Record extracts —
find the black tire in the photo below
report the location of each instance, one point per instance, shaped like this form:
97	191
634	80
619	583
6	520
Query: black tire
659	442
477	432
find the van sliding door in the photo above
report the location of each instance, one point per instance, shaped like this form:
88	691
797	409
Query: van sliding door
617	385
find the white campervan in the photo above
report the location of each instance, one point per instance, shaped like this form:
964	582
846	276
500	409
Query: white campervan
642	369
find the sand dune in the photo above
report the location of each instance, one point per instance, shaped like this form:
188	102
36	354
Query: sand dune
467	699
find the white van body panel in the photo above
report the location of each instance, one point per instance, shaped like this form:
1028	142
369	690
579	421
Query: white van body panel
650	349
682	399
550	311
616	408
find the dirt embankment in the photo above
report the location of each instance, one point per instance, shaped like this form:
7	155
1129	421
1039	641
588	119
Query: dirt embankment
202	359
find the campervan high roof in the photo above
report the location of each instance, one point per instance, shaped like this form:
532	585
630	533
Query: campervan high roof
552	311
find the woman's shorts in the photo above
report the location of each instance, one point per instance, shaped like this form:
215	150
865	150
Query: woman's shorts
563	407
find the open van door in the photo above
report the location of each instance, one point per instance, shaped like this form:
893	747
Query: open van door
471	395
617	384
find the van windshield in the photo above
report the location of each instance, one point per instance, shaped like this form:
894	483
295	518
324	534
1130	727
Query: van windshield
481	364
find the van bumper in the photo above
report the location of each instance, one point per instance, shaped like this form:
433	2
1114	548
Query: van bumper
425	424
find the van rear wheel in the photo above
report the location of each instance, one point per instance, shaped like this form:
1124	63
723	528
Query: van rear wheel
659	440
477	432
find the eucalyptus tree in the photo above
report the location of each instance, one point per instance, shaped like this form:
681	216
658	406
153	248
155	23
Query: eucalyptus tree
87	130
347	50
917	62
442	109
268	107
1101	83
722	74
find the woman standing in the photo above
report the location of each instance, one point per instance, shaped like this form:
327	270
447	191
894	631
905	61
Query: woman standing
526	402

Assignment — Repeat, exactly and only, the lines from the beginning of the material through the line that contains "find the van sliding door in the photo above".

Expected output —
find the black tire in the photo below
report the location of each instance, one point per instance, shaped like this form:
97	191
634	80
619	583
6	520
Query: black tire
659	442
477	432
find the van sliding door in the photo above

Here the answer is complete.